> [Exercise]
The required output is the lines below from the line containing "Note: point to every instance of the jagged" to the line containing "Target: white cloud", inclusive, retyped exactly. No other lines belong in it.

____________________

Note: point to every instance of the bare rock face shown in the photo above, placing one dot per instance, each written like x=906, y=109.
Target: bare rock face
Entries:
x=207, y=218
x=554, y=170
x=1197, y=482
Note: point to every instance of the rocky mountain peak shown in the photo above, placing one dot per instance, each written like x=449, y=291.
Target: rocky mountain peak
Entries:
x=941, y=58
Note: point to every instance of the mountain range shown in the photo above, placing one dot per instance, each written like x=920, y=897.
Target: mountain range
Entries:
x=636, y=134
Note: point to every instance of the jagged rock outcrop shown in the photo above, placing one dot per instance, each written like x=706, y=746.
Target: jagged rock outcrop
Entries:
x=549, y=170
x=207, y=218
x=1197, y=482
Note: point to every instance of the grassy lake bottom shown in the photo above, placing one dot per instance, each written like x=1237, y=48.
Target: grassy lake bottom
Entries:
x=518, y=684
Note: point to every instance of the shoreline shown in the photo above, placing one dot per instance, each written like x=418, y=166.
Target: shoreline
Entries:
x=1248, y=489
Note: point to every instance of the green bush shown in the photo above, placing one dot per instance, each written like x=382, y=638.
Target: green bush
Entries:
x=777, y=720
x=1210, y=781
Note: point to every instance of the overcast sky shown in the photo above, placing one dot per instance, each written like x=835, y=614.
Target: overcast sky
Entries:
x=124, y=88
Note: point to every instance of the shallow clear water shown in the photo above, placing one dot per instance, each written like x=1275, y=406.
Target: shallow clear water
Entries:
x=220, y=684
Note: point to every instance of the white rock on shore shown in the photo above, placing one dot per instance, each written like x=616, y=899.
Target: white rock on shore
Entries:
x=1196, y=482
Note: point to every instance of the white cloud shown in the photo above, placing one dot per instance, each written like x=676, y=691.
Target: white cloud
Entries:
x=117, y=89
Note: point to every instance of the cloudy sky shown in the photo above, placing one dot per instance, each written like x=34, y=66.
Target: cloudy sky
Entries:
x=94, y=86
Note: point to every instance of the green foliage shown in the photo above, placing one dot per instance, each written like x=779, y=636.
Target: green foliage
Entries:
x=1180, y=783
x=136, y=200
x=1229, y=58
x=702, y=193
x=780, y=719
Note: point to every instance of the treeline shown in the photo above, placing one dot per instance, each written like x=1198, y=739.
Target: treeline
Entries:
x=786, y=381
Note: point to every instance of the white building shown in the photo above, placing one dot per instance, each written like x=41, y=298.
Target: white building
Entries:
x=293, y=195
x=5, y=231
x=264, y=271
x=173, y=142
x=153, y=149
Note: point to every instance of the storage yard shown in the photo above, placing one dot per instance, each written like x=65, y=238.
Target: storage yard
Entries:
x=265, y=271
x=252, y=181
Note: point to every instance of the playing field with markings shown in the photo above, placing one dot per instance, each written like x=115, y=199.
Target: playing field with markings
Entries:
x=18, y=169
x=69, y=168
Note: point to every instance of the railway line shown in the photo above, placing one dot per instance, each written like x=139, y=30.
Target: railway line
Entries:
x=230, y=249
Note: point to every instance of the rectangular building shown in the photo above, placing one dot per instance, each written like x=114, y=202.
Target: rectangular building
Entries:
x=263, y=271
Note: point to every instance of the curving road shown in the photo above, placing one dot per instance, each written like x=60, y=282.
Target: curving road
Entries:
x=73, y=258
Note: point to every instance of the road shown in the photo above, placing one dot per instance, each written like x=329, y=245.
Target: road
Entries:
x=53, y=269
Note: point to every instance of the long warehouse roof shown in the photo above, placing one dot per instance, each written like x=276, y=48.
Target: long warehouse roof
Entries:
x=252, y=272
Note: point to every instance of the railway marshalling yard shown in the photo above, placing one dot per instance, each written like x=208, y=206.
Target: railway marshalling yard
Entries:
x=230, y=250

____________________

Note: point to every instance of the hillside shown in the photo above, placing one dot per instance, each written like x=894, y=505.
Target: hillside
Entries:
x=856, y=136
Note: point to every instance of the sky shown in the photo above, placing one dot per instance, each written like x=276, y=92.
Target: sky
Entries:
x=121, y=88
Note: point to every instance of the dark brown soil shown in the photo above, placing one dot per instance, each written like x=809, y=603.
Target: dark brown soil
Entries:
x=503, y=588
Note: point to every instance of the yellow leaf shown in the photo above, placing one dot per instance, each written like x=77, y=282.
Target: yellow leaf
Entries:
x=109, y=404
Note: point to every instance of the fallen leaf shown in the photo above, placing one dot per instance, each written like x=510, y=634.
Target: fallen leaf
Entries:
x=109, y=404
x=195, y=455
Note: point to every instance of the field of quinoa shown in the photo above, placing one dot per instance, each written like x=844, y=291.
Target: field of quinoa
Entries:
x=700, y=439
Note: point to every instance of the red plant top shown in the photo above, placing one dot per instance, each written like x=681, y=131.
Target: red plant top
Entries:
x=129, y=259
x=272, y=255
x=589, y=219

____________________

> [Exercise answer]
Note: point to every instance of the jagged rock outcrop shown in the photo above, placing one dot per instance, each written like x=706, y=746.
Target: jagged rock outcrop
Entries:
x=549, y=170
x=207, y=218
x=1197, y=482
Note: point to every instance of the grassy lake bottom shown in the photo above, placing one dot per instance, each written like x=1237, y=48.
Target: grassy lake bottom
Entries:
x=518, y=684
Note: point to every instance of the shoreline shown in the photo above, placing one dot per instance, each written like x=418, y=166.
Target: shoreline
Entries:
x=1248, y=489
Note: point to every instance of the green bush shown in the photo above, placing one dot per instance, each written like x=382, y=638.
Target: green bush
Entries:
x=777, y=720
x=1210, y=781
Note: point to every instance of the overcast sky shown in the photo above, placing one dot per instance, each written like x=835, y=614.
Target: overcast sky
Entries:
x=124, y=88
Note: point to every instance of the shallow clear water shown in the photo above, placing one dot per instance, each written like x=1275, y=406.
Target: shallow clear water
Entries:
x=220, y=684
Note: point to every instance of the white rock on shore shown in the photo above, placing one dot per instance, each written like x=616, y=899.
Target: white rock on shore
Entries:
x=1196, y=482
Note: point to every instance of the white cloud shown in the photo above, placing one dot per instance, each written like x=676, y=691.
Target: white cloud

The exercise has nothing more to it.